- [Problem description] Pick up the break-up blog below at the point where it stops, and write its continuation.

──────── Text shown

What is my lesson? This can’t be all about him. To trust myself? To be confident enough to pursue what I want? To be honest with myself and others about what I deserve, and not to settle for less? To believe that I can have everything that I want and that life will rise to meet me?


*Well sort of. Considering what I posted/how I was feeling just a few hours ago, can you see why I still might be a basketcase?

The Boss to the Rescue

I've been spending the morning with about the only man I can stand right now: Bruce Springsteen. The Rising is actually a really good break-up album. Mourning tragic loss and finding a way to rise above it. Yes, I am comparing my break-up to 9/11. Anyway...it's making me smile.

Sunday, March 09, 2008

Sunday Night

This evening has been really hard, because Mike and I always spend Sunday night together. And currently he is giving me the silent treatment. The last time we spoke was when he called to ask me if he had eggs in his refrigerator - seriously. I feel so sad and alone and am desperately trying not to think about our happier times together. In the words of Meredith Grey:

Why do I keep hitting myself with a hammer? Because it feels so good when I stop.

Words of Wisdom

"There is really never a good time to breakup." (as told to me by Brent)

"Break-ups are never easy." (from my friend Jenny in DC) (I believe she was consoling me about the first break-up that Mike and I went through last summer)

"It can be tortuous to keep seeing each other." (again, Jenny)

Sigh.

Today's Horoscope*

A noticeable upsurge
Valid during many months: Under this very positive influence you will, at least to a certain extent, be able to change your spots. Any kind of therapy or treatment will now be particularly beneficial. A change of place can have a positive effect as well, and you can be certain that any holiday will now be especially rejuvenating.

This influence is linked to a process of healing or self-healing caused by questioning the meaning of individual and collective suffering. Things which you usually find psychologically or physically embarrassing or painful will now lose some of their gravity. You are now more tolerant of your own sensitivities and more prepared than usual to make compromises. If you somehow feel rather sorry for yourself or are prone to self-pity then you may now be better able to let go of such feelings. You can gain new perspectives on things which you usually tend to see in a negative light.

*www.astro.com

Inverse Correlation



...between happiness (success?) in my personal and academic life.

────────────────
──────── Source information

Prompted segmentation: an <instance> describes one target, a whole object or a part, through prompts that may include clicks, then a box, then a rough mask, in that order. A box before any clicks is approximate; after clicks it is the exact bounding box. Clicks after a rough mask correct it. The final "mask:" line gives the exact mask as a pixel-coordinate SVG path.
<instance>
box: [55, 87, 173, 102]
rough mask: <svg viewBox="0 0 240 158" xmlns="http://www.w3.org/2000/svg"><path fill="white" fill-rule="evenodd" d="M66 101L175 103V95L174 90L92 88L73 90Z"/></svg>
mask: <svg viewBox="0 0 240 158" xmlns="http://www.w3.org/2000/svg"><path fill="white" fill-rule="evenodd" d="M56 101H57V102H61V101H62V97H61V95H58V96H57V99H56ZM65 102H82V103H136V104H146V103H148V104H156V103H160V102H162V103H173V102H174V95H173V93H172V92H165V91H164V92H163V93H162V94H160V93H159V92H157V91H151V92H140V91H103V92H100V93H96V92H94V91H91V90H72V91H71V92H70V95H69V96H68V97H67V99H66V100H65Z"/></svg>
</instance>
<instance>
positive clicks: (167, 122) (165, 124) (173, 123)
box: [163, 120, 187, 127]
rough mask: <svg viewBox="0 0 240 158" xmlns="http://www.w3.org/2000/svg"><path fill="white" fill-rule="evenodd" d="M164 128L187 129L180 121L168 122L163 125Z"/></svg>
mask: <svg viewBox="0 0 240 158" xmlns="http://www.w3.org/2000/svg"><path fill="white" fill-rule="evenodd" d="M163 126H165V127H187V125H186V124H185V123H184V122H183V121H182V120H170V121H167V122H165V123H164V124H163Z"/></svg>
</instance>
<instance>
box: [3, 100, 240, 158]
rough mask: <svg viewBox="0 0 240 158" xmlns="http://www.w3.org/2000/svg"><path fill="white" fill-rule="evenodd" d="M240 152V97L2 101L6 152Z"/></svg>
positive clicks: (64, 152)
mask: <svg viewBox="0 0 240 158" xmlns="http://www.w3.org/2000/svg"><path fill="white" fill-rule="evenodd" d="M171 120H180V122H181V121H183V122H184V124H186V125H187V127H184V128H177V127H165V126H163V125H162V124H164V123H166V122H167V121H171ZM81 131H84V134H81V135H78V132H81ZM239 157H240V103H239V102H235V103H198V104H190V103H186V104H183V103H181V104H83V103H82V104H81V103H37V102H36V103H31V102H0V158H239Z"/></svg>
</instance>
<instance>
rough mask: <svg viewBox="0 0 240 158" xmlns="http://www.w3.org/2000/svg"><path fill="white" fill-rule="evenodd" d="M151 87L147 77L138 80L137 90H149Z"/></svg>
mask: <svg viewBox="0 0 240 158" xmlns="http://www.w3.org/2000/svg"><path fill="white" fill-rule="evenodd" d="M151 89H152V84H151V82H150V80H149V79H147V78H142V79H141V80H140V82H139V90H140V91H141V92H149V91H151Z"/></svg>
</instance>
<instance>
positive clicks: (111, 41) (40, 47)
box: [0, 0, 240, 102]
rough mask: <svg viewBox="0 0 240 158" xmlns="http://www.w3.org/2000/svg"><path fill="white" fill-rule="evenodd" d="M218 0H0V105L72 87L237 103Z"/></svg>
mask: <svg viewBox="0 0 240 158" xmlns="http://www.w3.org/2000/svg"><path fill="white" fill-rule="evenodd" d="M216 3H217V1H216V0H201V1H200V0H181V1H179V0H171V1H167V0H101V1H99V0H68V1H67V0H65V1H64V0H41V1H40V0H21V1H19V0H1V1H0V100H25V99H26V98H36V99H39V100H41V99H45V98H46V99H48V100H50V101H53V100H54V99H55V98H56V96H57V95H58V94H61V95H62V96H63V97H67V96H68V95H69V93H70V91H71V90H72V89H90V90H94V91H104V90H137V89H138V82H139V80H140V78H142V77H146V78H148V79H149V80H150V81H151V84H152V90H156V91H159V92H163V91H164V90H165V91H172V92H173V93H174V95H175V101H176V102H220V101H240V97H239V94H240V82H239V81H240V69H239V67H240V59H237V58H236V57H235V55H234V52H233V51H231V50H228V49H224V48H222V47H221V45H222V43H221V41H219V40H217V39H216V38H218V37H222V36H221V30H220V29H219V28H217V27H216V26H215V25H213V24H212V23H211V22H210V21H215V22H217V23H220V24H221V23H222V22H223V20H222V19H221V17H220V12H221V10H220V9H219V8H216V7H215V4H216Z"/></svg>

────────────────

- [Answer to this task]
A few updates:

1) In the words of the Boss: My relationship is going down, down, down. We're going down, down, down. How do two people who love each other so much make each other so miserable? There will be many follow-up posts to this particular topic.

2) I have stopped both eating and exercising, which has translated into a net loss. This has also translated into many people telling me how fabulous I look. I'm torn between being flattered and offended.

3) I did not receive the NSF grant that would have funded all of my dissertation data collection. The grant that I spent months, and months, of work and frustration and meticulousness and pain on. I received an email telling me this about five minutes before my boyfriend (ex-boyfriend?) sent me an email saying that he didn't think he wanted to be in a relationship now, he wasn't saying not *ever*, but just not now. Leading me to the conclusion that things requiring so much tedious work and effort are probably not worth it.

But...

4) I finally bought an airplane ticket to Berlin (for the first part of my data collection).

5) A day later I found out that I received another small grant, and the small grants I have gotten up until now come out to about half of the NSF grant. So I'm getting there, baby step by baby step.

6) My program chair, spurred by the quite positive reviews that my NSF grant received considering that it was turned down, told me the department would fund my entire trip to Berlin.

7) My dissertation is coming along quite nicely. This is, I believe, the first time that I have ever been able to say that.

And, unrelated to any of this, 8) I bought an iPhone! Coolest invention ever. (Thanks Mom!)

So, I'm off to Berlin in exactly two weeks. I'll be gone for a month. Couldn't think of a better time to get away.